Prefiro conversar com meus garçons do que com professores de Teoria Literária.
O mundo está cheio de
ícones bafejados pela mídia, tipo papa, Dalai Lama, Lady Gaga, Beatles, Pelé,
Lula, Xuxa et caterva. Para mim, não valem um vintém. Particularmente o papa,
dedicado funcionário do obscurantismo. Não tributo nenhum respeito a estes
senhores. Se um dia me estendessem a mão, recusaria a minha. Meus heróis são
outros. Platão, Sócrates, Galileu, Giordano Bruno, Cervantes, Swift, Nietzsche,
Renan, Hernández, Pessoa, Orwell, Alexandre, Schliemann, Fernão de Magalhães,
Champollion, Mozart, Verdi, Bizet, Fellini, Kurosawa. Hesito entre qual vida
mais me fascina, se a de Alexandre, de Schliemann ou de Magalhães.
Entre os amigos e
amigas de meu pequeno círculo, não há ninguém famoso. Nem rico. Conheci de
perto pessoas que sonham em roçar-se a certos ídolos. Certa vez, em uma festa
em Alphaville, vi um monte de gente se espremendo para tirar uma foto junto a
um afrodescendentão cheio de dentes. Quando perguntei a alguém de quem se
tratava, tive uma resposta perplexa. Como que eu não sabia de quem se tratava?
Era um famoso apresentador de televisão. Confesso que jamais ouvira falar do
distinto. Da televisão nacional, só assisto a algum noticiário e olhe lá!
Fiquei também sabendo
que era comunista. Mais uma razão para tomar distância. Não conheço comunista
honesto. Pelo que li mais tarde, elegeu-se deputado ou senador. Ou coisa que o
valha. Hoje, está atolado até o pescoço nessas corrupções inerentes a
políticos. É arriscado tirar foto com certas personalidades. Suponho que Obama,
Sarkozy, Berluscone ou Lula hoje se arrependam amargamente de terem posado,
cheios de sorrisos, junto a Kadafi.
Isto sem falar nas
sumidades que um dia abraçaram o poderoso responsável pelo FMI, Dominique Strauss-Kahn.
Que acabou se revelando um vulgar puxador de saias. A affaire revela o caráter
destes senhores. Como pode, um homem que com um estalar de dedos teria as
mulheres que quisesse, atacar uma camareira de hotel? De potestade do planeta a
prisioneiro em uma cela de 12 metros quadrados em Rikers Island. De candidato
preferencial à Presidência da França a personagem do Law & Order. Foi
preso pela Special Victimes Unit, como no seriado. Profundo mistério! Não, não
tenho apreço algum por detentores de poder, dinheiro ou fama. Prefiro o
convívio com meus anônimos amigos.
No fundo, sou um
aristocrata. Mas na acepção aristotélica de aristocrata, aquele que possui a
aretê, conceito elaborado pelos antigos filósofos gregos, que podemos traduzir
por virtude. No grego moderno tem mais o sentido de mérito, qualidade, aptidão.
No antigo, o de coragem e honra. Não que eu conheça grego antigo ou moderno.
Consultei uma boa amiga, apaixonada pela Heléia.

_EXTRATO DE DADOS_:
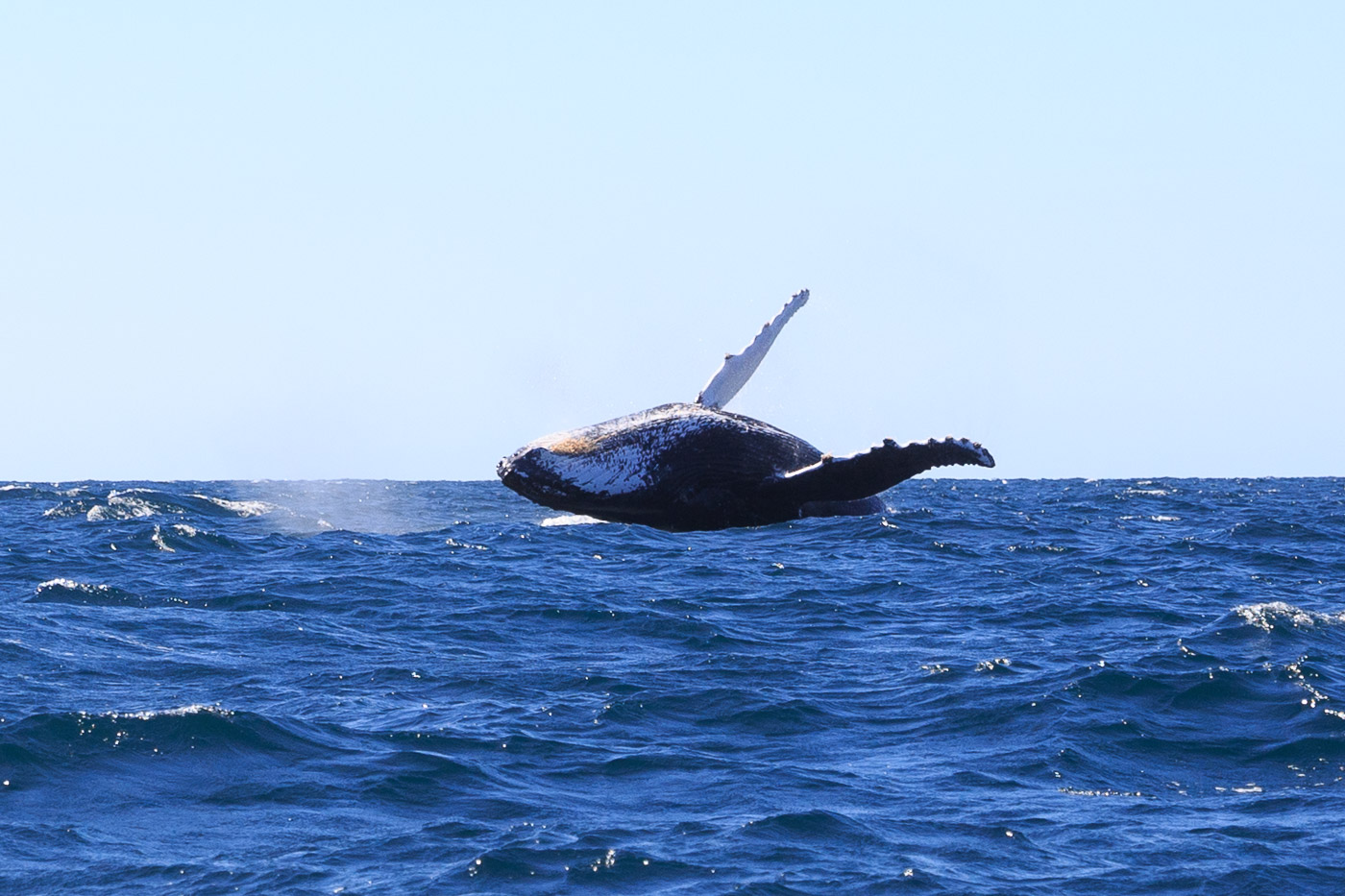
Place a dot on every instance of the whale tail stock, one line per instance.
(869, 472)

_TAREFAS ESCRITAS_:
a. Transcreva do trecho selecionado a parte que vai de "Isto sem falar" a "meus anônimos amigos.".
b. Segundo o trecho selecionado, onde foi a festa em que muita gente se espremia para tirar foto com um apresentador de televisão?
As linhas não servem para nada aqui.

_SOLUÇÕES_:
a.
Isto sem falar nas
sumidades que um dia abraçaram o poderoso responsável pelo FMI, Dominique Strauss-Kahn.
Que acabou se revelando um vulgar puxador de saias. A affaire revela o caráter
destes senhores. Como pode, um homem que com um estalar de dedos teria as
mulheres que quisesse, atacar uma camareira de hotel? De potestade do planeta a
prisioneiro em uma cela de 12 metros quadrados em Rikers Island. De candidato
preferencial à Presidência da França a personagem do Law & Order. Foi
preso pela Special Victimes Unit, como no seriado. Profundo mistério! Não, não
tenho apreço algum por detentores de poder, dinheiro ou fama. Prefiro o
convívio com meus anônimos amigos.

b. Em Alphaville.